───── TEXTO FORNECIDO ─────

Entremez

A pergunta do Anjo

TEXTO Ronaldo Correia de Brito

05 de Outubro de 2021

Leda Alves no Cinema São Luiz, no lançamento do filme 'Lua nova do penar' (2016)

Leda Alves no Cinema São Luiz, no lançamento do filme 'Lua nova do penar' (2016)

Foto Jan Ribeiro/Secult PE-Fundarpe

Suponho que a mesa de Leda Alves ficava ao lado do birô de César Leal. Não lembro se José Carlos Targino, poeta da Geração 65, tinha mesa em alguma sala, nem sei qual era o cargo do sociólogo Sebastião Vila Nova. Muitos trabalhavam ou circulavam pelo Departamento de Extensão Cultural (DEC) da Universidade Federal de Pernambuco, dirigido por Ariano Suassuna, no Recife, na década de 1970. 

Era comum avistar-se Francisco Brennand e sua esposa Deborah, Gilvan Samico, Aluísio Braga, Janice Japiassu, Marcus Accioly, Maximiano Campos, pintores, escultores, cordelistas, compositores, escritores, todos querendo conversar e saber novidades. Hermilo Borba Filho, que morreu com apenas 58 anos, vivia doente, mas era citado e lembrado por suas encenações no Teatro Popular do Nordeste e pela extensa produção como ficcionista. 

Ângelo Monteiro, poeta e aluno de filosofia, companheiro na Casa do Estudante, foi quem me introduziu nesse mundo. Depois se tornaria funcionário do DEC e, mais adiante, professor de Estética, a disciplina do seu mestre. Ângelo contou-me que ele e Ariano se dirigiam à Reitoria, no tempo em que o campus ainda era coberto de árvores, arbustos e capim, quando pisou e matou uma cobra. Ariano ordenou que se ajoelhasse e consagrou-o Cavaleiro das Serpentes. 

Naqueles anos, as pessoas buscavam camuflagens à repressão militar do Golpe de 1964. Ariano lia trechos do Romance d’A Pedra do Reino para um público deslumbrado e grato. Brincalhão e sedutor no papel de palhaço de circo e Quixote, distribuía títulos de nobreza entre os amigos. Ângelo Monteiro tornou-se Imperador das Ilhas Magas (ilhas bem magras, pois o poeta vivia na mais completa penúria), Marquês de Maribranca e Príncipe de Marilenda. 

Leda Alves, esposa de Hermilo, de formação brechtiana e atenta ao caráter popular da arte e ao realismo, divertia-se com as loucuras, perversões e delírios. A ditadura estendia o braço pesado e sombrio sobre todos nós, éramos vigiados por um departamento de investigação e informação, que funcionava na própria Reitoria. Há nomes que prefiro não lembrar nem dizer, pessoas medíocres que nos amedrontavam com seus podres poderes. Todas esquecidas hoje, mas precisariam ser desempoeiradas e expostas, pela semelhança com o tempo de sombras que novamente atravessamos.

─────

AÇÕES SOLICITADAS
#1 Transcreva, do texto fornecido, tudo o que vai de "Leda Alves, esposa" até "que novamente atravessamos.".
#2 De acordo com o texto fornecido, com que idade morreu Hermilo Borba Filho?
#3 Reescreva de forma mais concisa o parágrafo do texto fornecido que começa com "Ângelo Monteiro, poeta e aluno de filosofia", mantendo os fatos principais.

───── LISTAGEM FORNECIDA ─────

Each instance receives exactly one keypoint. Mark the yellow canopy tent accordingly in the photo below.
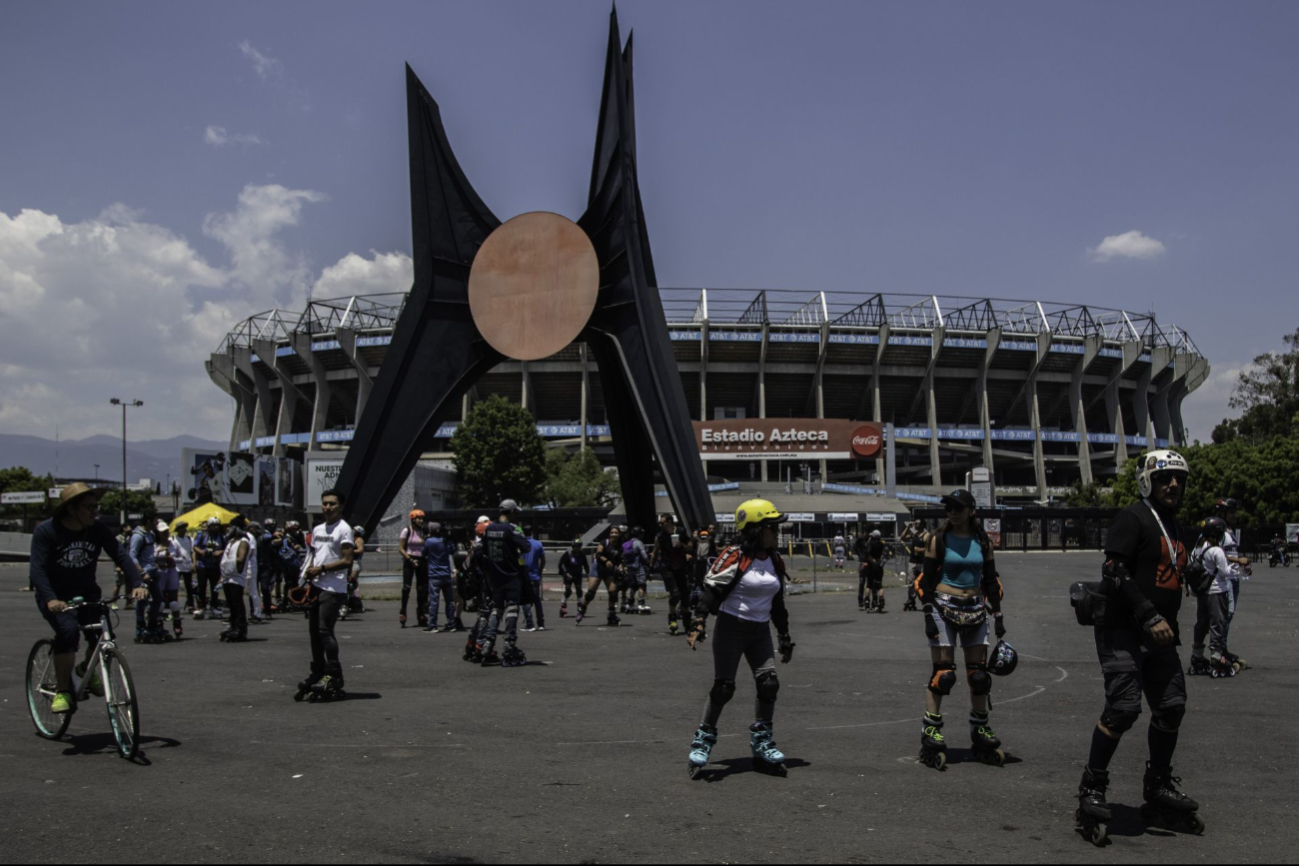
(199, 516)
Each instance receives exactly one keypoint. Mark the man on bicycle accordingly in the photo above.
(64, 553)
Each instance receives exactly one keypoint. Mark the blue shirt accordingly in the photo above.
(963, 561)
(535, 560)
(438, 557)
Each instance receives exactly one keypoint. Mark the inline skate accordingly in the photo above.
(767, 758)
(983, 743)
(706, 738)
(1093, 816)
(1167, 806)
(933, 747)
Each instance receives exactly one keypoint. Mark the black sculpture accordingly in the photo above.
(438, 352)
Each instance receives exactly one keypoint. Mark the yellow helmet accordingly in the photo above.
(756, 510)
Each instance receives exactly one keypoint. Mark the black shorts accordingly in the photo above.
(1132, 670)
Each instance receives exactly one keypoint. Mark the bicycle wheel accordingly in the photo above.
(42, 686)
(120, 696)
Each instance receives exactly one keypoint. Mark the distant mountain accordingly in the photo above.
(152, 458)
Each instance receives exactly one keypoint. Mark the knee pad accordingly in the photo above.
(1169, 719)
(1119, 721)
(978, 678)
(943, 678)
(768, 686)
(721, 691)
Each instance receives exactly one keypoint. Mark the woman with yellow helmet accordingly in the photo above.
(744, 588)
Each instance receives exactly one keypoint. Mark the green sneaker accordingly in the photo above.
(96, 684)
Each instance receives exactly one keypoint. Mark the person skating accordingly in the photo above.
(608, 571)
(1137, 639)
(503, 551)
(413, 569)
(326, 573)
(1212, 605)
(744, 590)
(956, 587)
(574, 568)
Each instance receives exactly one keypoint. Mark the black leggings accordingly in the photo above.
(321, 617)
(413, 570)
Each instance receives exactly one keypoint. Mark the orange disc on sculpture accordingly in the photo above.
(533, 284)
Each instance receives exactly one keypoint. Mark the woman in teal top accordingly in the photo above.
(956, 584)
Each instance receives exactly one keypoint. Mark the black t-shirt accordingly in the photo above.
(1137, 540)
(63, 561)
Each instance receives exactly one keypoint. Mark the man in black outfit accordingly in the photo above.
(1137, 640)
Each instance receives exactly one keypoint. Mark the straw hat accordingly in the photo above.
(75, 491)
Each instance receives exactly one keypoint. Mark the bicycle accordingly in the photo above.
(114, 674)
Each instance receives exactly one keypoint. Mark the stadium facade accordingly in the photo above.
(1043, 394)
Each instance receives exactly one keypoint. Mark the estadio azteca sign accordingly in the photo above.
(787, 438)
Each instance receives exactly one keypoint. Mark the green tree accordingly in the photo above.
(580, 481)
(1268, 394)
(137, 503)
(499, 455)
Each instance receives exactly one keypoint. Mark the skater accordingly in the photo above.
(64, 553)
(238, 579)
(574, 569)
(670, 553)
(1212, 605)
(870, 574)
(503, 553)
(608, 571)
(1137, 645)
(413, 569)
(439, 581)
(326, 574)
(956, 586)
(746, 591)
(635, 565)
(1242, 566)
(916, 539)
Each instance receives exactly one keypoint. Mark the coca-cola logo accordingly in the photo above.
(865, 442)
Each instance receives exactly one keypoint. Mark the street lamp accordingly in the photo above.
(124, 404)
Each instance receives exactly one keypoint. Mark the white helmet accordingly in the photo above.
(1158, 461)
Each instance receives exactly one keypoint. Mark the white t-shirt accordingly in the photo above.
(751, 599)
(327, 543)
(1215, 562)
(185, 557)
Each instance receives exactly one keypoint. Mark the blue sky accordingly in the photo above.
(172, 168)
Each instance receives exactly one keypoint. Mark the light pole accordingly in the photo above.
(124, 404)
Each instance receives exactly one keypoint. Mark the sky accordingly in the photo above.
(169, 169)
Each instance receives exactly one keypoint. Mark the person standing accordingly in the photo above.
(574, 569)
(413, 569)
(439, 578)
(1137, 639)
(746, 591)
(503, 551)
(331, 551)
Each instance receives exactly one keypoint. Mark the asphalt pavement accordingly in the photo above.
(581, 756)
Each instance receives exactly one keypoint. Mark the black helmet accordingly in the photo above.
(1003, 660)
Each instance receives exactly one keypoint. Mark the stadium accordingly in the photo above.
(1041, 394)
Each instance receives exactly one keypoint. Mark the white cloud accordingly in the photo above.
(218, 136)
(1130, 244)
(266, 68)
(116, 304)
(359, 275)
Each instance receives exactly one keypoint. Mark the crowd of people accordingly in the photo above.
(494, 570)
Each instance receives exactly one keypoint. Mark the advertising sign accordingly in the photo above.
(321, 474)
(787, 438)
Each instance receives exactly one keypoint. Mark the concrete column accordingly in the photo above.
(346, 338)
(985, 414)
(302, 344)
(1091, 348)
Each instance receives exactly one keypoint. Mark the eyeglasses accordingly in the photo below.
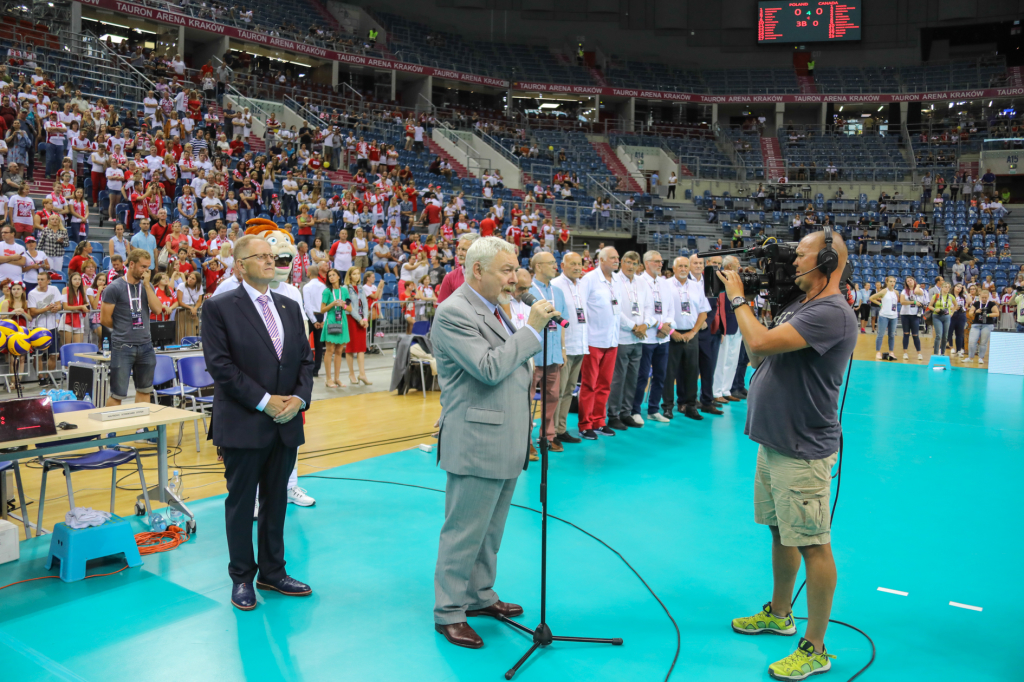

─────

RESPOSTAS COMPLETAS
#1
Leda Alves, esposa de Hermilo, de formação brechtiana e atenta ao caráter popular da arte e ao realismo, divertia-se com as loucuras, perversões e delírios. A ditadura estendia o braço pesado e sombrio sobre todos nós, éramos vigiados por um departamento de investigação e informação, que funcionava na própria Reitoria. Há nomes que prefiro não lembrar nem dizer, pessoas medíocres que nos amedrontavam com seus podres poderes. Todas esquecidas hoje, mas precisariam ser desempoeiradas e expostas, pela semelhança com o tempo de sombras que novamente atravessamos.

#2 Com apenas 58 anos.

#3 Ângelo Monteiro, poeta, aluno de filosofia e companheiro na Casa do Estudante, foi quem introduziu nesse mundo a pessoa que narra. Mais tarde tornou-se funcionário do DEC e, depois, professor de Estética, a disciplina de seu mestre. Certa vez, quando ia com Ariano à Reitoria, num campus ainda coberto de árvores, arbustos e capim, pisou numa cobra e a matou. Ariano o fez ajoelhar-se e o consagrou Cavaleiro das Serpentes.